Referring expression data:
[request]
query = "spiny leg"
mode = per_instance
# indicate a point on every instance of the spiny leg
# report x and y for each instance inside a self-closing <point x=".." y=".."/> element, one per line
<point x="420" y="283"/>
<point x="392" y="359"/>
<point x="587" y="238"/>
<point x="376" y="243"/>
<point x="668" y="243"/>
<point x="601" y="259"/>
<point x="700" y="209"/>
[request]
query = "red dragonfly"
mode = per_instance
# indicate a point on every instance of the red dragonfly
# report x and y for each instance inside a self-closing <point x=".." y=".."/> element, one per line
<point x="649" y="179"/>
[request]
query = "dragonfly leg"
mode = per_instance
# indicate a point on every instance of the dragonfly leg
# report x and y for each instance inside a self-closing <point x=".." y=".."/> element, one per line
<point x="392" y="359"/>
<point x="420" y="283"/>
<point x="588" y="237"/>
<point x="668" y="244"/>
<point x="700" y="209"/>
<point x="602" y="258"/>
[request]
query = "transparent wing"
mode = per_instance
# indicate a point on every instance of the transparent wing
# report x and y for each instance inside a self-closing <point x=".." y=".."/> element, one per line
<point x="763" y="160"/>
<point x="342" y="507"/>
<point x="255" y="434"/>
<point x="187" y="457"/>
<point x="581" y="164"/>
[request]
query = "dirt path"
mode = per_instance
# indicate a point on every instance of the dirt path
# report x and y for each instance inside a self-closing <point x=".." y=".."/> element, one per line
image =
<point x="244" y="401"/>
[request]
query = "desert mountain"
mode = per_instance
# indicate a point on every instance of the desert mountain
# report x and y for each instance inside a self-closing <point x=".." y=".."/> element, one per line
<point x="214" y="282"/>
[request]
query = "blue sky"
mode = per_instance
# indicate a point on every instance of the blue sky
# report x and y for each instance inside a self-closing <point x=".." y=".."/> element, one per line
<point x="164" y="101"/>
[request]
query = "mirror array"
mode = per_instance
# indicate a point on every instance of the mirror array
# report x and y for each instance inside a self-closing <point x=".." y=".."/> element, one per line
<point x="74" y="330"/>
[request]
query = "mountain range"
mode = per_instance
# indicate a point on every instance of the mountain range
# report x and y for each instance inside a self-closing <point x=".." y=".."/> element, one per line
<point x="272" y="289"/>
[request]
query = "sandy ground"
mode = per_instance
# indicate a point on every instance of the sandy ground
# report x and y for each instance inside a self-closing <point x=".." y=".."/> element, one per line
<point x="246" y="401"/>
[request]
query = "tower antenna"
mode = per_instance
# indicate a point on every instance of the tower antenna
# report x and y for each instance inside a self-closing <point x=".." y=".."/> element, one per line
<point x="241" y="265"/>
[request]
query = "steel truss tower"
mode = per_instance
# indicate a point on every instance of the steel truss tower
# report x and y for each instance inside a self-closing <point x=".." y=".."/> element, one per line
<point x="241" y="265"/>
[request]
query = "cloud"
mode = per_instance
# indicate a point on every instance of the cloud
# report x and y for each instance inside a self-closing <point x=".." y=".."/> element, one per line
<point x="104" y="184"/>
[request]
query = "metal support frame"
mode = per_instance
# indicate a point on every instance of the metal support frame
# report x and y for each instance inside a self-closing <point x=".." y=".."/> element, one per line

## Problem description
Restate the data verbatim through the "# indicate a point on every instance of the red" line.

## Response
[request]
query = "spiny leg"
mode = per_instance
# indicate a point on every instance of the spiny leg
# report x and y for each instance inside a self-closing <point x=".." y=".."/> element, one per line
<point x="420" y="283"/>
<point x="392" y="359"/>
<point x="587" y="238"/>
<point x="376" y="243"/>
<point x="668" y="243"/>
<point x="601" y="259"/>
<point x="700" y="209"/>
[request]
query = "red dragonfly"
mode = per_instance
# indicate a point on every instance of the red dragonfly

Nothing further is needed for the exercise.